» **What you are asked to do**: Reproduce every line of the material below word for word, but leave the pictures out of your answer.

» **Given data**:
— BEGIN —

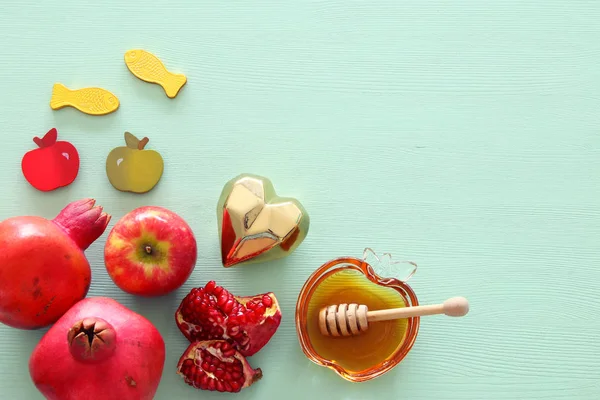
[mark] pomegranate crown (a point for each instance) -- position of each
(83, 222)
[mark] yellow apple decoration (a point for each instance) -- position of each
(131, 168)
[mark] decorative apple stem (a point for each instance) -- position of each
(48, 140)
(143, 143)
(135, 143)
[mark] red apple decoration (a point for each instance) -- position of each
(55, 164)
(151, 251)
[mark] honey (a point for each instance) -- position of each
(370, 348)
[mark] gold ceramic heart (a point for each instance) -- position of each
(255, 224)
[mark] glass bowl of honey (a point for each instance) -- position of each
(368, 281)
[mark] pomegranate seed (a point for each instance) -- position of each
(267, 300)
(229, 352)
(260, 310)
(228, 306)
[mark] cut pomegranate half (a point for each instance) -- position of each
(216, 365)
(211, 312)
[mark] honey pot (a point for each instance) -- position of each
(365, 281)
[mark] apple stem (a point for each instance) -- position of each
(38, 141)
(143, 143)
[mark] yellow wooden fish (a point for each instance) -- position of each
(93, 101)
(147, 67)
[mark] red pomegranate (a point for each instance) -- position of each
(99, 349)
(43, 268)
(217, 366)
(211, 312)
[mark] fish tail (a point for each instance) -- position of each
(60, 93)
(174, 84)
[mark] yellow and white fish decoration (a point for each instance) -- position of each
(147, 67)
(93, 100)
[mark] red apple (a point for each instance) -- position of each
(151, 251)
(53, 165)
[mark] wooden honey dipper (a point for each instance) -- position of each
(352, 319)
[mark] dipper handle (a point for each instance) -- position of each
(351, 319)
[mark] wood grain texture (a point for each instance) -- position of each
(464, 136)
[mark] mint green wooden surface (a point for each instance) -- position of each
(464, 136)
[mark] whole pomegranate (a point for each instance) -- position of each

— END —

» **Output for this exercise**:
[mark] pomegranate crown (a point for each instance) -- position of each
(83, 222)
[mark] yellow apple decoration (a point for each instance) -- position of each
(131, 168)
[mark] decorative apple stem (a point for each instance) -- position of each
(48, 140)
(143, 143)
(135, 143)
[mark] red apple decoration (a point for each instance) -- position of each
(55, 164)
(151, 251)
[mark] honey (a point for each instance) -- position of each
(370, 348)
[mark] gold ceramic heart (a point for each instance) -- position of each
(255, 224)
[mark] glass bowl of honey (a point for each instance) -- position of each
(368, 281)
[mark] pomegranate seed (a point for each instance) -- position of each
(267, 300)
(229, 352)
(260, 310)
(228, 306)
[mark] cut pomegranate half (a point for each instance) -- position of each
(216, 365)
(211, 312)
[mark] honey pot (a point for each instance) -- position of each
(365, 281)
[mark] apple stem (a point for each instance) -- position of each
(38, 141)
(143, 143)
[mark] yellow wooden fish (a point for each instance) -- position of each
(93, 101)
(147, 67)
[mark] red pomegranate (a point for each instance) -- position of each
(99, 349)
(43, 268)
(217, 366)
(211, 312)
[mark] fish tail (a point for each instance) -- position of each
(60, 93)
(174, 84)
[mark] yellow and white fish decoration (a point for each instance) -- position of each
(147, 67)
(93, 100)
[mark] red apple (a point for each instance) -- position of each
(151, 251)
(53, 165)
[mark] wooden honey dipper (a point for each instance) -- position of each
(352, 319)
[mark] dipper handle (a point for each instance) -- position of each
(351, 319)
[mark] wood grain texture (a point for each instance) -- position of each
(464, 136)
[mark] mint green wooden surface (a point for each instance) -- position of each
(464, 136)
[mark] whole pomegranate (a point for each instance) -- position of each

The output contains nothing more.